SELECTED EXCERPT ▸
━━━━━━━━

[07/39] x86/entry/32: Enter the kernel via trampoline stack

Commit Message

Joerg Roedel July 11, 2018, 11:29 a.m. UTC

From: Joerg Roedel <jroedel@suse.de>

Use the entry-stack as a trampoline to enter the kernel. The
entry-stack is already in the cpu_entry_area and will be
mapped to userspace when PTI is enabled.

Signed-off-by: Joerg Roedel <jroedel@suse.de>
---
 arch/x86/entry/entry_32.S        | 136 +++++++++++++++++++++++++++++++--------
 arch/x86/include/asm/switch_to.h |   6 +-
 arch/x86/kernel/asm-offsets.c    |   1 +
 arch/x86/kernel/cpu/common.c     |   5 +-
 arch/x86/kernel/process.c        |   2 -
 arch/x86/kernel/process_32.c     |  10 +--
 6 files changed, 121 insertions(+), 39 deletions(-)

Comments

Andy Lutomirski July 12, 2018, 9:09 p.m. UTC | #1

> On Jul 11, 2018, at 4:29 AM, Joerg Roedel <joro@8bytes.org> wrote:
> 
> From: Joerg Roedel <jroedel@suse.de>
> 
> Use the entry-stack as a trampoline to enter the kernel. The
> entry-stack is already in the cpu_entry_area and will be
> mapped to userspace when PTI is enabled.

━━━━━━━━

WHAT IS ASKED ▸
A - Reproduce everything in the kernel entry patch from "Signed-off-by: Joerg Roedel" down to "insertions(+), 39 deletions(-)".
B - According to the kernel entry patch, in which area is the entry-stack already located?
The listing after the kernel entry patch is taken from a separate source.

STORED DATA ▸
━━━━━━━━

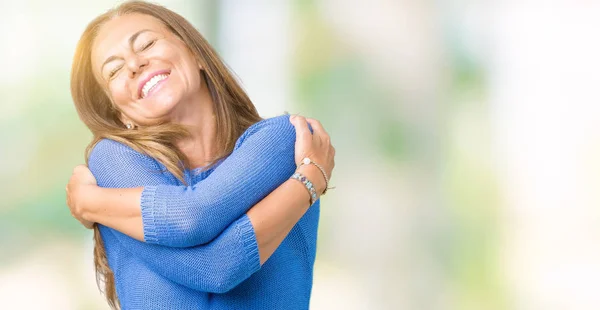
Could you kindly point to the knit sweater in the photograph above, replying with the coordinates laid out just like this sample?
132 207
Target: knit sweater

━━━━━━━━

SOLUTIONS BY TASK ▸
A -
Signed-off-by: Joerg Roedel <jroedel@suse.de>
---
 arch/x86/entry/entry_32.S        | 136 +++++++++++++++++++++++++++++++--------
 arch/x86/include/asm/switch_to.h |   6 +-
 arch/x86/kernel/asm-offsets.c    |   1 +
 arch/x86/kernel/cpu/common.c     |   5 +-
 arch/x86/kernel/process.c        |   2 -
 arch/x86/kernel/process_32.c     |  10 +--
 6 files changed, 121 insertions(+), 39 deletions(-)

B - The cpu_entry_area.